* Selected text
○ ○ ○ ○ ○ ○ ○
There is more municipal land ready for development and for building decent houses for people in Hout Bay, why has it not been utilised? Or I forget, most of it was sold to rich private developers and the trend continues, but there is none to build houses and schools for the poor. Also what of the unused factory land at the entrance to the Harbour area?  Why is this being sold to private developers and not the Municipality? 

The municipality has in the past three years or so been looking for land to build a second High School for the swollen population of Hout Bay.  Despite objections from the community, the DA led governments want to site this school within the black area known as Imizamo Yethu. The people of Imizamo Yethu have strenuously attempted to prevent that, asking that the school be sited in the main Hout Bay area so that it will be accessed by all the children in the area (knowing from the experience of the High School in the Harbour area that under-maintained and marginalized they do not want the same thing).  

Imagine also the shock the community felt when they heard that the Municipality Leases the perfect spot for a High School in a central location, to the privately run Christian School!  If this does not indicate the clear lack of political will from the DA government to prioritise the issues that affect poor people, what will?  Yet the concerns of the rich white business and property are sprung to immediately - bringing with it security forces to threaten and terrorise people.  

It is okay for rich mansions to climb any mountain they wish to climb in the city of Cape Town and firebreaks extended according to will, but once poor people dare to do the same they are labelled "criminals", "drug lords" and accused of holding law abiding community members to ransom.   

Hout Bay is the perfect area to be an excellent pilot project for South Africa's first mixed tenure and integration of classes. Everyone knows that the most successful communities are those where people co-exist. But South Africa and its class-racial mentality must have every residential box filled with only the same type of house and the same class of people in a divisive patchwork quilt approach.

The city can easily build apartment complexes in the area that will also accommodate some of the low-income families within the same buildings. This model for income redistribution has been highly successful in other countries like the Republic of Ireland.

This tendency of pushing poor people around all the time and loading them out to peripheral impoverished situations while mechanisms of solutions to help and uplift them are available and viable is unfair.  Everyone has the right to be positioned where they want, especially if it is closer to their means of earning a living, like these fishermen at Hout Bay.

*Mphuthumi Ntabeni is a researcher of COPE in the Western Provincial Parliament and writes here in his personal capacity as a resident of Hout Bay.
○ ○ ○ ○ ○ ○ ○
* Tasks
(a) Transcribe the passage on Hout Bay land from "Imagine also the" to "members to ransom.".
(b) In the passage on Hout Bay land, where do the DA-led governments want to put the second high school?
○ ○ ○ ○ ○ ○ ○
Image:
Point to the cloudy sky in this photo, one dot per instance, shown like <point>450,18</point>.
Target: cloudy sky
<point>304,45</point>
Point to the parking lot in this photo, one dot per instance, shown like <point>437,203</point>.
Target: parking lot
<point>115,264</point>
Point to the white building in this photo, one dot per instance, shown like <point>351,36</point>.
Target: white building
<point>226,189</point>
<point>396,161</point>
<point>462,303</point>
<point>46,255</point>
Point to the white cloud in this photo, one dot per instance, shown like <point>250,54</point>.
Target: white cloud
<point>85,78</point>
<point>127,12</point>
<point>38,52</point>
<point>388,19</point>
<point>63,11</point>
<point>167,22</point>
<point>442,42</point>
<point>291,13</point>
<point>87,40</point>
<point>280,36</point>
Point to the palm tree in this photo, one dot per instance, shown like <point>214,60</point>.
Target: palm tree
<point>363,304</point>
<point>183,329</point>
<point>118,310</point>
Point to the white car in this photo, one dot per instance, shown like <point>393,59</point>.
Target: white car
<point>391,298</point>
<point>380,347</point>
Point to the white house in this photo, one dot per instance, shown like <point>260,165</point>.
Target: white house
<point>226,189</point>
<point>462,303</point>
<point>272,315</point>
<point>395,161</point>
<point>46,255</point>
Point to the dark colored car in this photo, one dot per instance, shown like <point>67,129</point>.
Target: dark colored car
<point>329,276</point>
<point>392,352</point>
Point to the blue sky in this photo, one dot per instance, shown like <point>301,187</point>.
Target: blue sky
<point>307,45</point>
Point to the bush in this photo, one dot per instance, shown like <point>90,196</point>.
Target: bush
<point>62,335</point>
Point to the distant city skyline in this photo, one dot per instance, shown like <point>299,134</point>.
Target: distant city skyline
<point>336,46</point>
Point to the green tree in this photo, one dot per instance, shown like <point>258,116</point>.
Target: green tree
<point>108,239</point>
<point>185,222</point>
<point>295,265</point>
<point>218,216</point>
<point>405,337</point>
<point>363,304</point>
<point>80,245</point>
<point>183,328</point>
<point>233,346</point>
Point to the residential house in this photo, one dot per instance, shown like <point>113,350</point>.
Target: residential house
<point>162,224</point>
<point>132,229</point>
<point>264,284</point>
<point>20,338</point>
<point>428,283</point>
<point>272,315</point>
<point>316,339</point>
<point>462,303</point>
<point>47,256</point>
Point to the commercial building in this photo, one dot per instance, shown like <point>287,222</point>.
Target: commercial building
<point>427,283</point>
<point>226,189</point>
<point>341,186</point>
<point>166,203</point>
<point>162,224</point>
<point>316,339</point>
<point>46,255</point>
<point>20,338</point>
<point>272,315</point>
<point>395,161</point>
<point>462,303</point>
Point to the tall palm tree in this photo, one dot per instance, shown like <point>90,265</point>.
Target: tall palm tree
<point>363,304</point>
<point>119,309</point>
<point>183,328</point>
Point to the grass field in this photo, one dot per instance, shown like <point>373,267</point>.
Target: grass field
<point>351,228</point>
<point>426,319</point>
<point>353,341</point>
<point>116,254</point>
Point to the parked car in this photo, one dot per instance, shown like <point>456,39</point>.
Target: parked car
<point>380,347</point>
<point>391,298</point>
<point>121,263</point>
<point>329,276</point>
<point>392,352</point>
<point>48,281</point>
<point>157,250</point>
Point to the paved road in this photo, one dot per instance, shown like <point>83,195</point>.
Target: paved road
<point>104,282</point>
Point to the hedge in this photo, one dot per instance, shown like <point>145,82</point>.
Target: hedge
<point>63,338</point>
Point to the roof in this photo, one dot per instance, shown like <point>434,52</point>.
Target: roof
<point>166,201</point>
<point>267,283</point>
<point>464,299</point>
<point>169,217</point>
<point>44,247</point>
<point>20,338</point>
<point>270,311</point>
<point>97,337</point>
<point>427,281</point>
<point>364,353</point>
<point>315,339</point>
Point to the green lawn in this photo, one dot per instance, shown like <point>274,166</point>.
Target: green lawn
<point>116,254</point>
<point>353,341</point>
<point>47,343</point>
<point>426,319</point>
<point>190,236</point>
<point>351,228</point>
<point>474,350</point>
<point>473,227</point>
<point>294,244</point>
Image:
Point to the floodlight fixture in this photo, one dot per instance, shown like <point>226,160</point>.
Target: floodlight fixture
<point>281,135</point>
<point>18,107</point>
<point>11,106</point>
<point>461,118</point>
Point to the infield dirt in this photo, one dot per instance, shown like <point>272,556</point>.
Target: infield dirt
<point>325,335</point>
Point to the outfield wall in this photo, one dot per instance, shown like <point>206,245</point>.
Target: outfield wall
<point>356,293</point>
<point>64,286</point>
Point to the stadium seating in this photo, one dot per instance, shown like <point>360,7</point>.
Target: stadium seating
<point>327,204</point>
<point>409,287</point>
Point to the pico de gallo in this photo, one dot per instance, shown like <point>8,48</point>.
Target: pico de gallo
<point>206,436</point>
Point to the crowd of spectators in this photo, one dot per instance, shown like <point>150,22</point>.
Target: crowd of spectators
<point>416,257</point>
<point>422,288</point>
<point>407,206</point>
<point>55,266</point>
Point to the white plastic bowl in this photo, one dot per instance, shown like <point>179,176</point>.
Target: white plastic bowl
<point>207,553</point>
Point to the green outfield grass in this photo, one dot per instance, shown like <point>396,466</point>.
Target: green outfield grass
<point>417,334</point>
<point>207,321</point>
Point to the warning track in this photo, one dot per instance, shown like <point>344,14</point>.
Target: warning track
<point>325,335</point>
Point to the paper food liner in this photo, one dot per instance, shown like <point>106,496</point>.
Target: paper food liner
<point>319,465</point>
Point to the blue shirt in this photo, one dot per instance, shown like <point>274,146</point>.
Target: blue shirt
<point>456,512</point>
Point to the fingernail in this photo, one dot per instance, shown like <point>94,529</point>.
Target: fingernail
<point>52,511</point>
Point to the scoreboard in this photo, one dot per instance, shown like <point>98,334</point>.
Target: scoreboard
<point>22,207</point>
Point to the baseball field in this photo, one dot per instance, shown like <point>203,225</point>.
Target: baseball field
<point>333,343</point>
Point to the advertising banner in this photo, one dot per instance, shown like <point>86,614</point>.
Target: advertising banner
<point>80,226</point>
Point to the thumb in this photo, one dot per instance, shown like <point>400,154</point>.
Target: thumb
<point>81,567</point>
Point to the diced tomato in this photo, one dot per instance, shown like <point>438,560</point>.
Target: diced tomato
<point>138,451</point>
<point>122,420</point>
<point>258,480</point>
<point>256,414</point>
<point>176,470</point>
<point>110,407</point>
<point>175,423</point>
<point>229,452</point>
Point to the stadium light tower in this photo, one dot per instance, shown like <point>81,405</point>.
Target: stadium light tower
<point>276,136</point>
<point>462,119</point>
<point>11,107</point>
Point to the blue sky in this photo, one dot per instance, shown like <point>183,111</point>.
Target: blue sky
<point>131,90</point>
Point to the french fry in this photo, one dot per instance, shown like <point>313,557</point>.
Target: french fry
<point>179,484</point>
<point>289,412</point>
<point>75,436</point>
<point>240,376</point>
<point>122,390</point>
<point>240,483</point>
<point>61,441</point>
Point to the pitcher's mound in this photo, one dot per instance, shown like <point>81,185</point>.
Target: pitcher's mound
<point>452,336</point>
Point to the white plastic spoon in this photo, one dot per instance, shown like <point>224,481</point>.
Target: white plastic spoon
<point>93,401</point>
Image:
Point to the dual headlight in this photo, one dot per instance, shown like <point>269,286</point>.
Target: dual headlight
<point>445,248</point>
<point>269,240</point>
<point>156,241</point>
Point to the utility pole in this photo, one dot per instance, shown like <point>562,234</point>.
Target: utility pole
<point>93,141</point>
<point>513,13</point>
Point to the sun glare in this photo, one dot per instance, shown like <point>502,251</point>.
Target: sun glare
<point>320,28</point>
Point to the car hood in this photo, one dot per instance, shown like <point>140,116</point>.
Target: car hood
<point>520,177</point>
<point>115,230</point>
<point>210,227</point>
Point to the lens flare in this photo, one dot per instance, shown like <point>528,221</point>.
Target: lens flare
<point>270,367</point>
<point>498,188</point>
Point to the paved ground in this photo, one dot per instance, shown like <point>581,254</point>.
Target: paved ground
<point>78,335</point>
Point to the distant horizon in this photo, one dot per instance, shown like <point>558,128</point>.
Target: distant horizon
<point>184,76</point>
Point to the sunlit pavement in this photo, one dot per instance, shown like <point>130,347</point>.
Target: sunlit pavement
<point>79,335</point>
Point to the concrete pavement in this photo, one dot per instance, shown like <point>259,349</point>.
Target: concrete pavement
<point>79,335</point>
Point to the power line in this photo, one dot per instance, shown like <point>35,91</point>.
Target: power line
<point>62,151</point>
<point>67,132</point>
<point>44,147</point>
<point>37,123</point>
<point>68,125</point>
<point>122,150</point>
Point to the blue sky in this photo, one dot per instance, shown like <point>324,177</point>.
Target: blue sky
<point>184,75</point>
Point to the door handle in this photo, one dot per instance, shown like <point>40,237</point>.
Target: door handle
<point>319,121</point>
○ ○ ○ ○ ○ ○ ○
* Solutions to each task
(a)
Imagine also the shock the community felt when they heard that the Municipality Leases the perfect spot for a High School in a central location, to the privately run Christian School!  If this does not indicate the clear lack of political will from the DA government to prioritise the issues that affect poor people, what will?  Yet the concerns of the rich white business and property are sprung to immediately - bringing with it security forces to threaten and terrorise people.  

It is okay for rich mansions to climb any mountain they wish to climb in the city of Cape Town and firebreaks extended according to will, but once poor people dare to do the same they are labelled "criminals", "drug lords" and accused of holding law abiding community members to ransom.

(b) Within the black area known as Imizamo Yethu.